**Problem requirements**
Please return each line of the items below that contains the word "fleece", and treat uppercase and lowercase letters as different.
-- START --
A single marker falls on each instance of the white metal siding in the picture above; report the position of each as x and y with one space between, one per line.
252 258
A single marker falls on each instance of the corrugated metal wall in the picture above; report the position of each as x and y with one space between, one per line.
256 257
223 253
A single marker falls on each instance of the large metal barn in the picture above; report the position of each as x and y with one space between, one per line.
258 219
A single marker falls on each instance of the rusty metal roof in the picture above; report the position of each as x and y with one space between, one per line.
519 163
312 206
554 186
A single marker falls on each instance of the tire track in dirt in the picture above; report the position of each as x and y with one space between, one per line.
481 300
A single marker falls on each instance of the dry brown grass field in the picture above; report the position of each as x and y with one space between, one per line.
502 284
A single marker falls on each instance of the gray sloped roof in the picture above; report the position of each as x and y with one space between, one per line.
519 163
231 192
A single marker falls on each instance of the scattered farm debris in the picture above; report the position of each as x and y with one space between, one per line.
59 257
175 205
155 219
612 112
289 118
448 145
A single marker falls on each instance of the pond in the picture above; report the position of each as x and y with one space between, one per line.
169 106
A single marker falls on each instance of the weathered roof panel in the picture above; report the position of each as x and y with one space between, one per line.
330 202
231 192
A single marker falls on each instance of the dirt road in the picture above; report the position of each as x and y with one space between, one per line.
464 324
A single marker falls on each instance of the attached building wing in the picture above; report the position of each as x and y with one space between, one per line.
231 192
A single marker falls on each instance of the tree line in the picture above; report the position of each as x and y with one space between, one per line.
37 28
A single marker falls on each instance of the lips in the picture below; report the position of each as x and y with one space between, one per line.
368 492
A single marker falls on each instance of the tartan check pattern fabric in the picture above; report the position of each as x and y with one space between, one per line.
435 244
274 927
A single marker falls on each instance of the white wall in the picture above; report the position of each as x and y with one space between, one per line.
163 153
-- END --
-- START --
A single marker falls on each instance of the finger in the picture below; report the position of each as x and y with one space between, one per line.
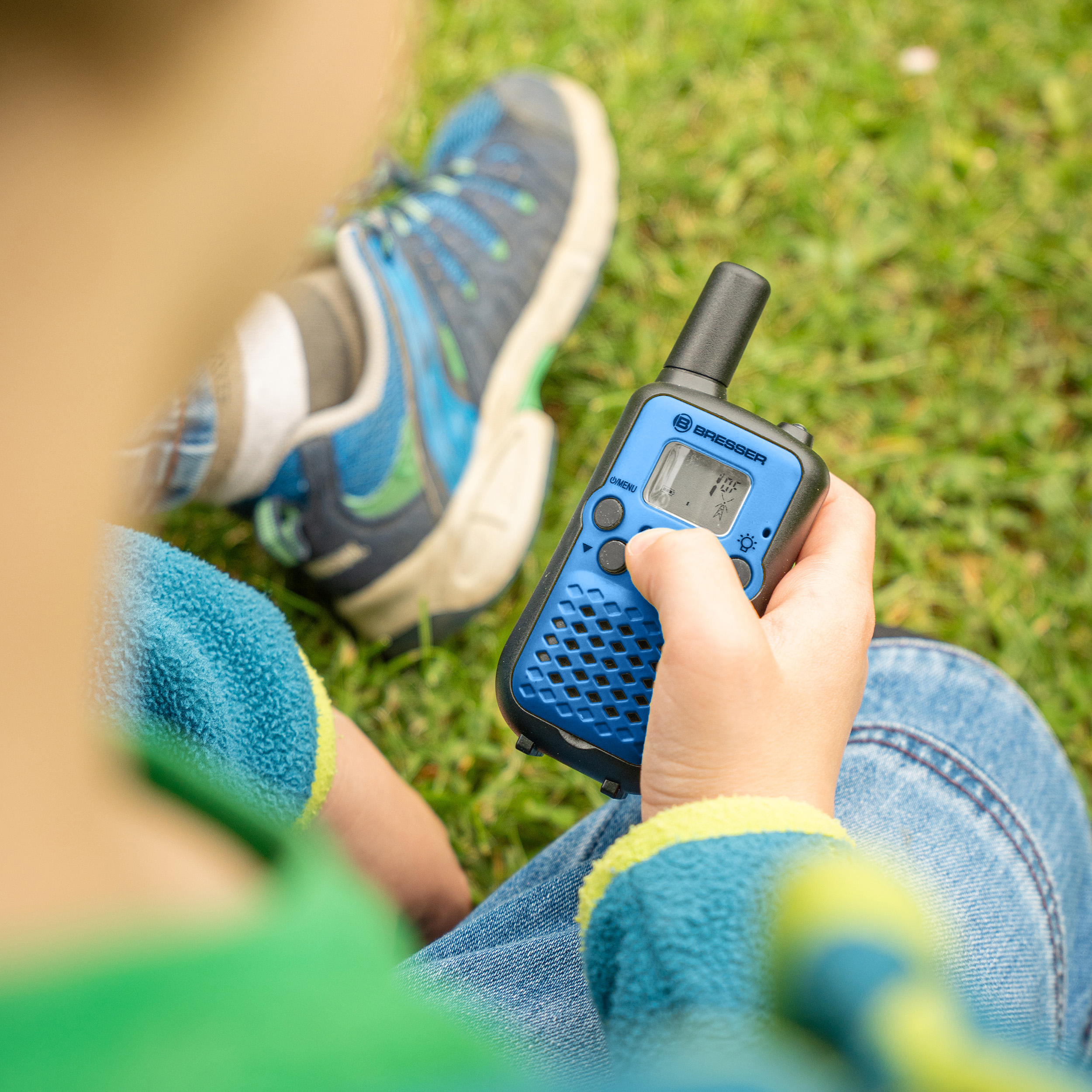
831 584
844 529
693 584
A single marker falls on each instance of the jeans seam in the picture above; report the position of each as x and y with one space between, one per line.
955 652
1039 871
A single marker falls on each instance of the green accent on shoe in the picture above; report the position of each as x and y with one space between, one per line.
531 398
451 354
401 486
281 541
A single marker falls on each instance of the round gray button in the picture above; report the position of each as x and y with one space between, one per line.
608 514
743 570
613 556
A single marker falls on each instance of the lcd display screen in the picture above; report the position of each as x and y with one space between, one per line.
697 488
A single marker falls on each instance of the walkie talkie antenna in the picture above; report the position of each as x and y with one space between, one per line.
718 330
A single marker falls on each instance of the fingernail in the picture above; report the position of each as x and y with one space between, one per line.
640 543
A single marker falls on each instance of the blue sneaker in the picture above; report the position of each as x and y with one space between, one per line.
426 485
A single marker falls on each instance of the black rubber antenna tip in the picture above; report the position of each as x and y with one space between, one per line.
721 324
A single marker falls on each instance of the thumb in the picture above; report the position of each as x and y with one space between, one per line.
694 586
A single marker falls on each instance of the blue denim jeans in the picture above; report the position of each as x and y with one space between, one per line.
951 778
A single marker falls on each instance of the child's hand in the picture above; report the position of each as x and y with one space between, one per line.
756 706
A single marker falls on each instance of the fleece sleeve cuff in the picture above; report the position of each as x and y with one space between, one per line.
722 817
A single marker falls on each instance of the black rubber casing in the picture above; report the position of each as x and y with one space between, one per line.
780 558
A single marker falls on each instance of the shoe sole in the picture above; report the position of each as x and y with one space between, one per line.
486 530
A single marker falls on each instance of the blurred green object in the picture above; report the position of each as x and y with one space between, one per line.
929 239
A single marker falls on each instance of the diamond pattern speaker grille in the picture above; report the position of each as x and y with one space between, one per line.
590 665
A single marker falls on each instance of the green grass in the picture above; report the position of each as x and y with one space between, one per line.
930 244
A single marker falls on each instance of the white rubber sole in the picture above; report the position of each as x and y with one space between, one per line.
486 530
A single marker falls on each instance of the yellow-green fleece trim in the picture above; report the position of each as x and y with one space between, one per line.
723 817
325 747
-- END --
**Full answer**
A single marker falls on each instance of the fleece sleeve cuff in the picture above; report the position of each as x and y with one space between, one per line.
A single marker falls on each instance of the yellow-green fleece trim in the picture above; report the position of each as x and y with one space between, one per line.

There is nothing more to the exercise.